# Objective:
Your task is to extract the lines from the one holding "the white garage" through the end of the material. Set them down exactly and add nothing.

# Provided entries:
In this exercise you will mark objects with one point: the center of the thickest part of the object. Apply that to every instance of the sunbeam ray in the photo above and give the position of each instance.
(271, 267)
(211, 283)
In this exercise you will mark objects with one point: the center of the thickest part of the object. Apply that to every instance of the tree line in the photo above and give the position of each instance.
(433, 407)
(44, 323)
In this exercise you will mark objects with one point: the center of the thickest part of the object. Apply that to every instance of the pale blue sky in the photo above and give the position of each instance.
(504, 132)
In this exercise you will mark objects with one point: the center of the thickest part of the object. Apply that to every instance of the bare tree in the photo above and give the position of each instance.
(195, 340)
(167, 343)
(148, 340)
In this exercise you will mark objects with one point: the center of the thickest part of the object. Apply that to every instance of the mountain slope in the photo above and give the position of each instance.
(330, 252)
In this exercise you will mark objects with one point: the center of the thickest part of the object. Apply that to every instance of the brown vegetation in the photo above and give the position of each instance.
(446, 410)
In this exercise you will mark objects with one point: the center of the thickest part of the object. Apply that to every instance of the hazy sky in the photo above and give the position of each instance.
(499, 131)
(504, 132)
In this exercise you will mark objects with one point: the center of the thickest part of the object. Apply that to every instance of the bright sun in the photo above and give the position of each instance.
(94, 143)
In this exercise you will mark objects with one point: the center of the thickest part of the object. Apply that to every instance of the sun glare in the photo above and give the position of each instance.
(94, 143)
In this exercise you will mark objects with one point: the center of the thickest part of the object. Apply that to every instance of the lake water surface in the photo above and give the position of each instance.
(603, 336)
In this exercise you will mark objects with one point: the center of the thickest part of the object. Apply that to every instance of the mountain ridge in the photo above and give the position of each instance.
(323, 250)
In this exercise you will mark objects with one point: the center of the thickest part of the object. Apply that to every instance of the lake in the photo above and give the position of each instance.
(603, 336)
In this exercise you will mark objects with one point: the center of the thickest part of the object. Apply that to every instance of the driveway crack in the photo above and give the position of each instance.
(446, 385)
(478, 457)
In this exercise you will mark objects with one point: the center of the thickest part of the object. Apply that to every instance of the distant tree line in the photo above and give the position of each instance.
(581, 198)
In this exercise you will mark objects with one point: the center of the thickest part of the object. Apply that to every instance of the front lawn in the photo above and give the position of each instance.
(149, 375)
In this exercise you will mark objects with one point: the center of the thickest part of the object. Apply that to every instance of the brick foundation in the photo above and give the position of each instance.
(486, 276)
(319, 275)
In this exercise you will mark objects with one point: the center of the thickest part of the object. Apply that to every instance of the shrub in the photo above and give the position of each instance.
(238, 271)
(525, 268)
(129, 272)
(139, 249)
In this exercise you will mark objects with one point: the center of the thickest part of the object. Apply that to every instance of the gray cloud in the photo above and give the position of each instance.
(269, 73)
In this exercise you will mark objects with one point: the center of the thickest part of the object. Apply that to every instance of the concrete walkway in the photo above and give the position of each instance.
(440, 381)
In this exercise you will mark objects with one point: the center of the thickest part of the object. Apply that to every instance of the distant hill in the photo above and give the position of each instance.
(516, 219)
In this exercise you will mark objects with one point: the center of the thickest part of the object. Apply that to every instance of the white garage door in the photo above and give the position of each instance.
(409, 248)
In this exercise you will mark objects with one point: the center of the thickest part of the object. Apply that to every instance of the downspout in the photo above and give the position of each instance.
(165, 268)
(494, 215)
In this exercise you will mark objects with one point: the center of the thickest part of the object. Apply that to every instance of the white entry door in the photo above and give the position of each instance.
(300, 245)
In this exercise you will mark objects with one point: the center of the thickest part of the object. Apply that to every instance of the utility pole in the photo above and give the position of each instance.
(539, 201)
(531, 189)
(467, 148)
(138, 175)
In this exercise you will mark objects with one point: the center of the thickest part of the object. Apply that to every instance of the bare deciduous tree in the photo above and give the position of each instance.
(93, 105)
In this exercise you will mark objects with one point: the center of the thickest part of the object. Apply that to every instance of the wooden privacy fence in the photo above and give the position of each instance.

# Exercise output:
In this exercise you will mark objects with one point: the center of the thickest part of the object. Apply that to every instance of the white garage door in the photo above and give the position of each instance.
(409, 248)
In this exercise you will mark objects with one point: the center of the thickest part of the object. Apply that to every instance of the downspout in the photo above and give the position of each instance.
(165, 268)
(494, 215)
In this exercise you will mark objects with one point: the center of the thickest part of the object. Apply that to every instance of the white entry door in the photo above and give the position of each instance.
(300, 245)
In this exercise you will mark objects with one point: the center of the thickest part of the object. Apply that to every instance of the utility pole in the photo above and give the position of each instance.
(539, 201)
(531, 189)
(467, 148)
(138, 175)
In this exercise you will mark objects with one point: the center of the thickest part of the object. Apply that to every instance of the bare deciduous tree in the photo above and give the position of each instance.
(93, 105)
In this exercise you will mark objects with one point: the center of the thickest part of the object. Apply that to every instance of the wooden privacy fence in the photo above and give the position of each instance.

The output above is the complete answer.